• PROBLEM DETAILS: Reproduce all of the rows below word for word, but leave out the pictures.

• ENTRIES SHOWN:
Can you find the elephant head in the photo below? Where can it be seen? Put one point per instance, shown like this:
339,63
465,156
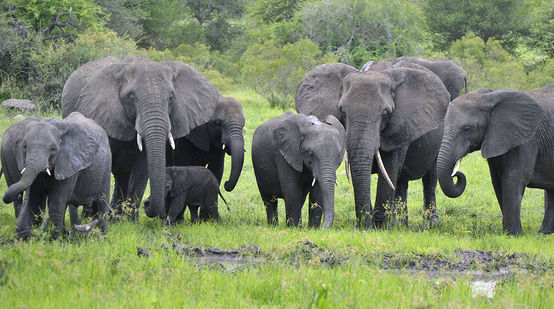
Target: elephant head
384,110
307,143
138,97
224,131
59,148
494,122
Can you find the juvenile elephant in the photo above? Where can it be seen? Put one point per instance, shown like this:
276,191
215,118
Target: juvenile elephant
207,144
515,132
192,186
135,98
295,154
383,112
66,162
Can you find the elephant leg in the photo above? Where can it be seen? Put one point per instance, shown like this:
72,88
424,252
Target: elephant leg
270,204
547,226
216,164
176,206
137,184
385,194
25,218
315,212
429,182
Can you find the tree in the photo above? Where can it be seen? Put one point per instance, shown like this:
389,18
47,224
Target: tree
452,19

• OUTPUT FOR THIS EXERCISE:
Can you find the elephant head in the photo below? Where can it be seen? Put one point per instance, shown like this:
339,63
465,156
Target: elephant head
384,110
307,143
138,97
224,131
59,148
494,122
Can you find the juvenile elephant in the photo above? Where can it be seen? Put one point per instance, shown like this:
276,191
215,118
Target: juvenile elephant
207,144
515,132
192,186
135,98
295,154
383,112
66,162
Can you find the elephant leg in the photo above? Where can it be seen? Put one point per instance, shown like this:
72,88
424,252
Target: elephant leg
270,204
547,226
216,164
176,206
137,184
385,194
25,218
315,212
429,182
Can you find the tree in the photo above? Where can it be seen? Put one point per instance, shown like this:
389,18
47,224
Target: tree
452,19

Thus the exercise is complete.